Top of RECORDS FOR PROCESSING
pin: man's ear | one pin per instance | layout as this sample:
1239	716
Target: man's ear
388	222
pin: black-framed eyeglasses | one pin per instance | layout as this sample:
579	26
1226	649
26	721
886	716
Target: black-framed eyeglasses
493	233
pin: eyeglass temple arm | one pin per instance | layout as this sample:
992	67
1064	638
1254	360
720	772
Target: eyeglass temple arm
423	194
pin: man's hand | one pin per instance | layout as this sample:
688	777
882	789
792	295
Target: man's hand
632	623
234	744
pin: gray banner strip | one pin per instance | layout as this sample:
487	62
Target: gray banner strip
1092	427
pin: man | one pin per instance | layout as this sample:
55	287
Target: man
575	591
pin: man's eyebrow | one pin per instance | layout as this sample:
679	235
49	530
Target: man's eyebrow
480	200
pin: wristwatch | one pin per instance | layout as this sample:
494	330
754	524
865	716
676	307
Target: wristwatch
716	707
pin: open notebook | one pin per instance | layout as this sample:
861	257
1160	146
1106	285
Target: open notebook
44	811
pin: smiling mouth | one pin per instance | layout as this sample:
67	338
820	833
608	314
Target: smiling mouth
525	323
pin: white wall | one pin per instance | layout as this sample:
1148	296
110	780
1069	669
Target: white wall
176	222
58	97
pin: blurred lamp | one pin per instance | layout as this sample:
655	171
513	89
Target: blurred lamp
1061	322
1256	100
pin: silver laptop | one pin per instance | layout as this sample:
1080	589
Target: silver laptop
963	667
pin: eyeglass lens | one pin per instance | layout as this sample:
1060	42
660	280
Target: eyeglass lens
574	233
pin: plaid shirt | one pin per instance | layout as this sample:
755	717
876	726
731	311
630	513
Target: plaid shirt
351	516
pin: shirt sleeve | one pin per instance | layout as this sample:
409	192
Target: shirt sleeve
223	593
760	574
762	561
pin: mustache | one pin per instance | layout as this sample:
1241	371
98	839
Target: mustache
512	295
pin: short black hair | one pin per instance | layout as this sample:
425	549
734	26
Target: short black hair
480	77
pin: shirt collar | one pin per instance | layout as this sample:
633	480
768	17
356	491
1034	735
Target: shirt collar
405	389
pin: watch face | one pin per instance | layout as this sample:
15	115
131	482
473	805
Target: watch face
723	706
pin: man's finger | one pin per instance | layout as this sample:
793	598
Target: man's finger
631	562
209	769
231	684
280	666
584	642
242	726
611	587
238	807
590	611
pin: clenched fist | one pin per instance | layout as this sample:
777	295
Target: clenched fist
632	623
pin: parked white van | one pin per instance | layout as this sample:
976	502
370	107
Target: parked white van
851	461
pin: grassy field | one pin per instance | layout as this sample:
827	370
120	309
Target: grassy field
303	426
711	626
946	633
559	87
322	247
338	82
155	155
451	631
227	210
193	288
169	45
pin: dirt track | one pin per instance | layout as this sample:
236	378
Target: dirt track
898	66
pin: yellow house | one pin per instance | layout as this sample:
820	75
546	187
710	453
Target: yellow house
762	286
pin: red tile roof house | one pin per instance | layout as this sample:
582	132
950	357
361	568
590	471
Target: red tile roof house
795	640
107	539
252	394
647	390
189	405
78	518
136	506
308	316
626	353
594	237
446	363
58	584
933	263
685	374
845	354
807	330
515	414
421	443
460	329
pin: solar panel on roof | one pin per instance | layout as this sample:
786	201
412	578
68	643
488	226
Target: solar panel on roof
Bottom of RECORDS FOR PROCESSING
*EXERCISE OBJECTIVE*. Read through the records above and copy the lines that contain "solar".

*RESULT OF THE EXERCISE*.
pin: solar panel on roof | one pin per instance | layout as this sample:
Target: solar panel on roof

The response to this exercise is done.